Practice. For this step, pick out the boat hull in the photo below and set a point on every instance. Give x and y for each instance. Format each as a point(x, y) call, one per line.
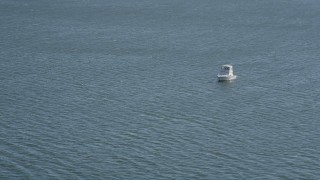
point(226, 78)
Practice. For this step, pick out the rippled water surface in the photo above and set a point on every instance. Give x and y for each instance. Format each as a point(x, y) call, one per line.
point(107, 89)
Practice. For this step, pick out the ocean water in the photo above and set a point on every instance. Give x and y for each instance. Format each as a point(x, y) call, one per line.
point(123, 89)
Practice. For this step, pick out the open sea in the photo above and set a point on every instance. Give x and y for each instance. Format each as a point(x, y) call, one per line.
point(127, 89)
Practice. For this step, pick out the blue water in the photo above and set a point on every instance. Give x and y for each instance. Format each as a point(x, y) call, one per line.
point(109, 89)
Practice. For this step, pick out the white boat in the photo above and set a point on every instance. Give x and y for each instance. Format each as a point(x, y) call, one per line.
point(226, 73)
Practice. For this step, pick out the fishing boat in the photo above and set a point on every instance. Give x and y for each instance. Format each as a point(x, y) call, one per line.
point(226, 73)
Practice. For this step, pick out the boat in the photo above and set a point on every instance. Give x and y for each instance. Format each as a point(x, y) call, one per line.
point(226, 73)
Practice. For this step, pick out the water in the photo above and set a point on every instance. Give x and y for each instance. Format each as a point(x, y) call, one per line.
point(128, 90)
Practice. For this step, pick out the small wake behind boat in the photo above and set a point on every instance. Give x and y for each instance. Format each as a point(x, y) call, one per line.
point(226, 73)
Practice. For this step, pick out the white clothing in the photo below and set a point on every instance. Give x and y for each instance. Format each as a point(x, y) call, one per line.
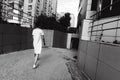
point(37, 40)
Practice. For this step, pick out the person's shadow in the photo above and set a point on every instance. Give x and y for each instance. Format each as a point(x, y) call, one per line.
point(43, 59)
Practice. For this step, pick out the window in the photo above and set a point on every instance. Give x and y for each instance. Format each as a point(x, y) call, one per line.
point(29, 7)
point(30, 1)
point(94, 5)
point(29, 13)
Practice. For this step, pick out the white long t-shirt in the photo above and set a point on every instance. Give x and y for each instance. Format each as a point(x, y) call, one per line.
point(37, 40)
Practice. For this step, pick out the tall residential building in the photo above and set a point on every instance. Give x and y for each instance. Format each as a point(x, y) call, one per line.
point(32, 9)
point(49, 7)
point(12, 10)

• [Your task]:
Rewrite everything from the line containing "Practice. For this step, pick out the white clothing" down to the line containing "point(43, 59)", both included, multiplying each point coordinate by 1.35 and rounding to a whole number (halves round up) while leaving all other text unchanged. Leave the image out.

• [Response]:
Practice. For this step, pick out the white clothing in the photo below and set a point on every instance. Give x and y for each instance. Format each as a point(x, y) call, one per line.
point(50, 54)
Practice. For this step, pick out the person's shadow in the photo above and set a point on every instance. Give x and y for each instance. Format each as a point(x, y) call, one per line.
point(58, 80)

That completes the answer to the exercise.